● TEXT EXCERPT:
“Are you sisters?” and other hetrifying reactions to WLW relationships

A graphic shows holding hands. The title states, Are you sisters? and other hetrifying reactions to WLW reationships.

Hetrify [verb]: Coined by social media influencer and artist Florence Given, to be ‘hetrified’ is to be bombarded by heteronormative narratives.

As I tweeted about earlier this month, a recent trip to my (mostly) bi-yearly teeth cleaning went down as a bit annoying.

The fact is that this wasn’t my first annoying encounter with a hygienist. The previous October, a different hygienist performed my teeth-cleaning and asked about my life, school, my job (after learning I already have a degree), my future plans, etc. I told her about my upcoming, 4-month trip to the UK and that I was staying with someone I knew. Her tone shifted into that voice girls get during sleepovers when you’re talking about crushes.

“Is your friend a woman?”

Could it be, I thought. She really guessed I’m gay—the best day of my life! “Yes, she is!”

● RECORDED DATA:
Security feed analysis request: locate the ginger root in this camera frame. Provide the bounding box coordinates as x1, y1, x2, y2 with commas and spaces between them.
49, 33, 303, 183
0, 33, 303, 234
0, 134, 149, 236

● OBJECTIVE: According to the blog post, who coined the word "hetrify"? The listing has no connection to the blog post.

● FULL OUTPUT: Social media influencer and artist Florence Given.